REQUIRED TASK.
Return unchanged the stretch of lines below, from the one containing "point: golden retriever" through the last line, both included, and nothing else.

MATERIALS PROVIDED.
──────────

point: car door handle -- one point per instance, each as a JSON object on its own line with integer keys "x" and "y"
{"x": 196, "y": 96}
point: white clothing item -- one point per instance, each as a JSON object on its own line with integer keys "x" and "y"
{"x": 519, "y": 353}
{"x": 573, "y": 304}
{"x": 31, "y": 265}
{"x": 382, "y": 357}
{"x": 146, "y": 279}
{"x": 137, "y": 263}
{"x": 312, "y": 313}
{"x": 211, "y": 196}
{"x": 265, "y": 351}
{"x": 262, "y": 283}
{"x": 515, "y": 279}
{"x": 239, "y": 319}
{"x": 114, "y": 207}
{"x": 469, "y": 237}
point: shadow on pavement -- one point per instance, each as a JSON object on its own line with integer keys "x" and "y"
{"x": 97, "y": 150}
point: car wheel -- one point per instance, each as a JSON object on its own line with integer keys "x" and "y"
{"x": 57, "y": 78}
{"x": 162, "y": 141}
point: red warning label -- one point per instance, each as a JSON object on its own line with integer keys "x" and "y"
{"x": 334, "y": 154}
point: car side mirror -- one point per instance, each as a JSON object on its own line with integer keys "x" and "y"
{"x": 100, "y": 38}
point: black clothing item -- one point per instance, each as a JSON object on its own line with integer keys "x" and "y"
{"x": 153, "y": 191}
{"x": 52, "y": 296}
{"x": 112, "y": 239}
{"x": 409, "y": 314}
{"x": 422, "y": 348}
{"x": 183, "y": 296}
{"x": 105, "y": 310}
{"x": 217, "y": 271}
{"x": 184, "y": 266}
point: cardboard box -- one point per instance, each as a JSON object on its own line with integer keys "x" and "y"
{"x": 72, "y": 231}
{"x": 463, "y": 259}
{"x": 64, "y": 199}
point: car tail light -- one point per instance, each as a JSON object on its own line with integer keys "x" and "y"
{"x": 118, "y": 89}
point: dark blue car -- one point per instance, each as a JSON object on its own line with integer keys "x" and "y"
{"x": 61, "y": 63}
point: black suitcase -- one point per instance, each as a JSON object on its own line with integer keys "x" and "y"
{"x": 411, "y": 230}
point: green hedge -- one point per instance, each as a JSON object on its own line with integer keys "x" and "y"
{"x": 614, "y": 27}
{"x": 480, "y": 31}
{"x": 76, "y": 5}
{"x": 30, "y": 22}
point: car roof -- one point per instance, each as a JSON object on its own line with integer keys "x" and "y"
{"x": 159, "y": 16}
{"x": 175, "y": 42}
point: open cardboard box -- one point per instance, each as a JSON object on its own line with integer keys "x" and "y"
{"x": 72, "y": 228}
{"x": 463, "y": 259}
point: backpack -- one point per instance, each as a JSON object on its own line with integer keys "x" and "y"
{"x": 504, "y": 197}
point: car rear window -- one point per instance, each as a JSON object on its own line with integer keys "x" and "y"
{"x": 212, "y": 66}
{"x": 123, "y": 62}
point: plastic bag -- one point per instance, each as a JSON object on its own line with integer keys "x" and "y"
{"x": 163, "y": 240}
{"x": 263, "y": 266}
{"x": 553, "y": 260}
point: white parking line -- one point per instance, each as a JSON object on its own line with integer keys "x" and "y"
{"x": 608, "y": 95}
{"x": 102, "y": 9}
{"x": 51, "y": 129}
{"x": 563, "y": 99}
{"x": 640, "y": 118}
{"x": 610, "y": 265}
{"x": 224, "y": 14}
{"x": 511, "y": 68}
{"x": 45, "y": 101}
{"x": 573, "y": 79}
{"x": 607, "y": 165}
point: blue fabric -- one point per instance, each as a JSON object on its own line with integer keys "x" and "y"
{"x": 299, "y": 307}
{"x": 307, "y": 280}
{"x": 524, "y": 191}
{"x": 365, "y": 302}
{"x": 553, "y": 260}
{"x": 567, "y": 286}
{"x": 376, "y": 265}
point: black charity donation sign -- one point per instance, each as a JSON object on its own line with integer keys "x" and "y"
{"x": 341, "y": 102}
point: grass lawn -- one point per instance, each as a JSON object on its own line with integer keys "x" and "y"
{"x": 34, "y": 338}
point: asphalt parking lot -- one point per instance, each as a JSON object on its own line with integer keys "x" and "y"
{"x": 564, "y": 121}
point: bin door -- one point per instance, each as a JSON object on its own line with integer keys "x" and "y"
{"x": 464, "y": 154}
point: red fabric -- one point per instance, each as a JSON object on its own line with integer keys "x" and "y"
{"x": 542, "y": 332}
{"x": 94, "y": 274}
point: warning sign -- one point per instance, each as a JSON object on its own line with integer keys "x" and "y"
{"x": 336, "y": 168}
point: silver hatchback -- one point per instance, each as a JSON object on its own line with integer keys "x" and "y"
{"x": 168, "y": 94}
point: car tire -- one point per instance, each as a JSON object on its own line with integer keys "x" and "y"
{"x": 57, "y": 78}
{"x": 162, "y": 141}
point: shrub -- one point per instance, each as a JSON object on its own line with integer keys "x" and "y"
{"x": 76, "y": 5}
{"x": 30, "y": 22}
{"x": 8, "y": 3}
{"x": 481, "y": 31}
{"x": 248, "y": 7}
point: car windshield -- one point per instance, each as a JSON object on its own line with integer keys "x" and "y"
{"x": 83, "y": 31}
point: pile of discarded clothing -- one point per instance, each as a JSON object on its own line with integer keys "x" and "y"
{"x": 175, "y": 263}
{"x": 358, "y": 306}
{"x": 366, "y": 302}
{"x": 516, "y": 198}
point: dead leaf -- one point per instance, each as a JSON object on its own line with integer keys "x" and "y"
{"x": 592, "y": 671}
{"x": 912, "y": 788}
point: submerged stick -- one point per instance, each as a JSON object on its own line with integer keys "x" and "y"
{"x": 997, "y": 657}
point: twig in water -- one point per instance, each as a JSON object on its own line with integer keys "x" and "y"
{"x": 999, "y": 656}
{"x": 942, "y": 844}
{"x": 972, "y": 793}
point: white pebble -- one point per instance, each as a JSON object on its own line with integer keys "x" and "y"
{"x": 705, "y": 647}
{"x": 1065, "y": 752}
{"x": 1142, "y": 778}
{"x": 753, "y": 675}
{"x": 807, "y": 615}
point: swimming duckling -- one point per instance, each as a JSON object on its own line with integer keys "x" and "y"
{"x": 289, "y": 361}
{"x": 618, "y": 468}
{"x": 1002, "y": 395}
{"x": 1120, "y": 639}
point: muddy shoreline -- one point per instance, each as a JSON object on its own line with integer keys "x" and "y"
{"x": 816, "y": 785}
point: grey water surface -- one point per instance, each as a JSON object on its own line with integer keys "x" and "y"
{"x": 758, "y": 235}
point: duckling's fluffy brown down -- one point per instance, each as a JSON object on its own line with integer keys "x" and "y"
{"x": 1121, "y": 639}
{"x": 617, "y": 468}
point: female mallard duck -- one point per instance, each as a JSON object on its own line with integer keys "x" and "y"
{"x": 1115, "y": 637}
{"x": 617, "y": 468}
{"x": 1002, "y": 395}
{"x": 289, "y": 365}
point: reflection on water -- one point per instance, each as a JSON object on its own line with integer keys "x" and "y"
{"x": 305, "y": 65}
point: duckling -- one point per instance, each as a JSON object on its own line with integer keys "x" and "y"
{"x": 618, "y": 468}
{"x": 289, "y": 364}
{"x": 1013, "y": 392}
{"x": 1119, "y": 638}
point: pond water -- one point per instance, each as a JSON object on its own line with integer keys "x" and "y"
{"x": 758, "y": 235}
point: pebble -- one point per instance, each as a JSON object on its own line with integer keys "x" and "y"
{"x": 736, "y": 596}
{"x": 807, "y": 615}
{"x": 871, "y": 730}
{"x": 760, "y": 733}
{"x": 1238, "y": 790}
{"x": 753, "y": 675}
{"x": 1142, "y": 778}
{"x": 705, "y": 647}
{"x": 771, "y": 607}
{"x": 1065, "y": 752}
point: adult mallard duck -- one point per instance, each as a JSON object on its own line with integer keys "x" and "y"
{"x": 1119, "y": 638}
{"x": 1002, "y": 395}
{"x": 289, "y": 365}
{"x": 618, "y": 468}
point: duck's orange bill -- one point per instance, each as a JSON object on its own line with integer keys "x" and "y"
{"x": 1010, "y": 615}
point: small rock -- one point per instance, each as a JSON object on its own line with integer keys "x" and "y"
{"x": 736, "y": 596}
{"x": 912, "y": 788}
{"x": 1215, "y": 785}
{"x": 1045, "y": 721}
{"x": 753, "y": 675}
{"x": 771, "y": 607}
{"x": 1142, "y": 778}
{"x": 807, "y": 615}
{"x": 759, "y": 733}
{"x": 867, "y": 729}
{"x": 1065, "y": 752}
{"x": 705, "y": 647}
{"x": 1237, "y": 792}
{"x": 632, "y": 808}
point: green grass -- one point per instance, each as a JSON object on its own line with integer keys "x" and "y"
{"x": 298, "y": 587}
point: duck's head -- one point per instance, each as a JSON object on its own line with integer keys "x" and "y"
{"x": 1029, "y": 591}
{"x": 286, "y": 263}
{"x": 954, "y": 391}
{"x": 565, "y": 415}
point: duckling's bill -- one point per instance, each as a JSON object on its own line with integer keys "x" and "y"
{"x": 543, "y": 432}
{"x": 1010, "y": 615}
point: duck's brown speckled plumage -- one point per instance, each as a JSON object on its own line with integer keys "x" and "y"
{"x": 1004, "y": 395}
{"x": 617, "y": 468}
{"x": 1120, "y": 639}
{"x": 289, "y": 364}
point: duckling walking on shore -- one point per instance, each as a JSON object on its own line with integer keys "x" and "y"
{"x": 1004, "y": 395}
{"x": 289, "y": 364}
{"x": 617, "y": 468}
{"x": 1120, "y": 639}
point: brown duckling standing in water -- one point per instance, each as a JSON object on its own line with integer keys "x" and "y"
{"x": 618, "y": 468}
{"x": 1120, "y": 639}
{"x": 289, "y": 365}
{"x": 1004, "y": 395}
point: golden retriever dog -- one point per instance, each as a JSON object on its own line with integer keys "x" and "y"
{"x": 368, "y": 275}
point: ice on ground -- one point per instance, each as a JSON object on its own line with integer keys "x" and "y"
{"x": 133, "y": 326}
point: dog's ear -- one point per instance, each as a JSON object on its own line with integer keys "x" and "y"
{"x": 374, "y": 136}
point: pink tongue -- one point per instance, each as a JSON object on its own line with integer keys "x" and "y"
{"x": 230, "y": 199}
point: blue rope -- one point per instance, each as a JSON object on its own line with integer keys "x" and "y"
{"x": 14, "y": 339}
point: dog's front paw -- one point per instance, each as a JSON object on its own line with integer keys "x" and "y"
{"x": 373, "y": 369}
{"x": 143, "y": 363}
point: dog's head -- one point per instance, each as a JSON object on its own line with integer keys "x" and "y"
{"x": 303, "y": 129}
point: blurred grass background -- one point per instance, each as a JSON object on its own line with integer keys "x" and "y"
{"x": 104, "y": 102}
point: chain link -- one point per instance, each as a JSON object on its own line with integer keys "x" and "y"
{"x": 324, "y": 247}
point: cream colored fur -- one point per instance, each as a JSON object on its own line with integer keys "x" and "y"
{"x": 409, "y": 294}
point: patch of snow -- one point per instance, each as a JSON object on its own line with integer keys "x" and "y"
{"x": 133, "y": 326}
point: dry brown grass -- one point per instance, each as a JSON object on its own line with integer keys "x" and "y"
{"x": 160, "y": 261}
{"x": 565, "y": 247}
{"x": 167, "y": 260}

──────────

FINISHED ANSWER.
point: golden retriever dog -- one point per instance, each as a JSON object on its own line with integer keys "x" and "y"
{"x": 368, "y": 275}
point: ice on ground -- one point per instance, each as a JSON object on its own line with integer keys "x" and "y"
{"x": 133, "y": 326}
point: dog's ear -- one point per instance, each as a JSON object on its own line with integer keys "x" and "y"
{"x": 374, "y": 136}
point: pink tongue -- one point per instance, each as a JSON object on its own line with integer keys "x" and "y"
{"x": 230, "y": 199}
point: blue rope -- one point per instance, each as a JSON object on its own line with integer keys "x" and "y"
{"x": 14, "y": 339}
point: dog's front paw -- one point per instance, each as a JSON object on its own line with integer keys "x" and "y"
{"x": 373, "y": 369}
{"x": 143, "y": 363}
point: dog's head -- one point per instance, each as a JSON object on its own line with integer keys "x" and "y"
{"x": 303, "y": 129}
point: blurred grass background -- one point per instance, each as a JSON object on its own line with integer keys "x" and "y"
{"x": 104, "y": 102}
point: chain link -- one point per instance, each as a JSON object on its own line with integer keys "x" and "y"
{"x": 324, "y": 247}
point: cream colored fur -- one point per instance, each as a JSON object on its own line with integer keys "x" and "y"
{"x": 409, "y": 294}
point: patch of snow -- one point per instance, each as a JSON object on its own line with integer keys "x" and "y"
{"x": 133, "y": 326}
point: dry brown grass -- one point per instance, each as a JSON object on its own line with integer keys "x" and "y"
{"x": 160, "y": 261}
{"x": 565, "y": 247}
{"x": 167, "y": 260}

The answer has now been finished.